*PROVIDED RECORDS*.
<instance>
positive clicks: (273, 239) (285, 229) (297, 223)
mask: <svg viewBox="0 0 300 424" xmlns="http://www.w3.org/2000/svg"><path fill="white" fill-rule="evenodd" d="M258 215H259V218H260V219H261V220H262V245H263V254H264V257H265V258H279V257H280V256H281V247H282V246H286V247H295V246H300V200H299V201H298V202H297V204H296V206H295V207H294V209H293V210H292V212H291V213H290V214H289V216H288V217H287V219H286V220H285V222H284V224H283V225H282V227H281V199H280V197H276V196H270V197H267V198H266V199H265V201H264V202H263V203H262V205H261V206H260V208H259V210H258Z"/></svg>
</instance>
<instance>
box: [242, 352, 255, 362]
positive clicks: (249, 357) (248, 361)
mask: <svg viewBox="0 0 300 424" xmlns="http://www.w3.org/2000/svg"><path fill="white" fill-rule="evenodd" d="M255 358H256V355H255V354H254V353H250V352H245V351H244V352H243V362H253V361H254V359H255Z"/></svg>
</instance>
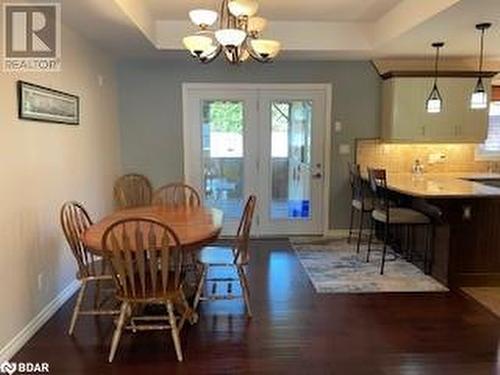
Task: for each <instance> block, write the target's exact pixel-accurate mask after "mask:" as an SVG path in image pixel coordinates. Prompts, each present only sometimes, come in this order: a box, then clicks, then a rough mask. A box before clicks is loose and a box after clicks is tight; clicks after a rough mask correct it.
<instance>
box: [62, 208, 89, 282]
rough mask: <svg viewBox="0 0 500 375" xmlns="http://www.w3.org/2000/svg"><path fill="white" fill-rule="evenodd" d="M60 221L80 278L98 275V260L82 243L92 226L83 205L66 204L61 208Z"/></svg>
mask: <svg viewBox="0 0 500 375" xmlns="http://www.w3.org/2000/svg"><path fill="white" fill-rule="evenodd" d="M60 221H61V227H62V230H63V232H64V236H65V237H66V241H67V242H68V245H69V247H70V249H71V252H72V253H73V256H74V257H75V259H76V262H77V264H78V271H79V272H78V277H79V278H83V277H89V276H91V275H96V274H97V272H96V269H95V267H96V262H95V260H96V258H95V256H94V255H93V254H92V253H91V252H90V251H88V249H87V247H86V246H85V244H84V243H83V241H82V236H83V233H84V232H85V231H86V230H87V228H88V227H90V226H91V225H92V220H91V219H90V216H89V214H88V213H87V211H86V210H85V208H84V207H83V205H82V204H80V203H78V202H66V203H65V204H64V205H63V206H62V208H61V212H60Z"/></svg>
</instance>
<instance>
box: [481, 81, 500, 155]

==

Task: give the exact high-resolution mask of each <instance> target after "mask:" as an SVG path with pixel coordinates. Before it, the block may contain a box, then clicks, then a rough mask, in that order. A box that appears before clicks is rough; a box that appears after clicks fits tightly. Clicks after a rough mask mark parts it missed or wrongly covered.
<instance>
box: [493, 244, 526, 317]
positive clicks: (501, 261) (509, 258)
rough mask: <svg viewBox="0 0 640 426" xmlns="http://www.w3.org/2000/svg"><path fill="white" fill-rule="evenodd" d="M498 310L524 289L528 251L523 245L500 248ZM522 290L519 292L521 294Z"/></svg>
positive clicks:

==

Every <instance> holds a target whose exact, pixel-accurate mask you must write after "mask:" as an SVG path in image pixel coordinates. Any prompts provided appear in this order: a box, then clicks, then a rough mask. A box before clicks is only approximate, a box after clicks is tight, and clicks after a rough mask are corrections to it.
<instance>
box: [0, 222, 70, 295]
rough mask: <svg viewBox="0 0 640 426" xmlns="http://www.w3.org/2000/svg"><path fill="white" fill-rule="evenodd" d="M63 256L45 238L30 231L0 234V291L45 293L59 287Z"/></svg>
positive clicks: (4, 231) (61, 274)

*WHAT IS NEEDED*.
Collect every line from the rows above that contains the word "then", and copy each one.

*TASK RESPONSE*.
Task: for each <instance> block, write the target's exact pixel-accurate mask after "mask:" as an SVG path in image pixel coordinates. Prompts, each present only sometimes, come in this order: a box, then clicks, then a rough mask. A box before clicks is loose and a box after clicks is tight; clicks after a rough mask correct it.
Task: give the exact high-resolution mask of each <instance> target after "mask:" as an SVG path with pixel coordinates. Before it, the block may contain a box, then clicks, then a rough mask, in that order. A box that appears before clicks is rough; a box that appears after clicks fits tightly. Clicks after a rough mask mark parts it missed or wrongly covered.
Every <instance> holds a target whose exact, pixel-accurate mask you must write after "mask:" as an SVG path in image pixel coordinates. Any prompts provided appear in this order: a box, then clicks, then a rough mask. A box before clicks is only approximate, a box after clicks is tight, and clicks after a rough mask are corrections to it.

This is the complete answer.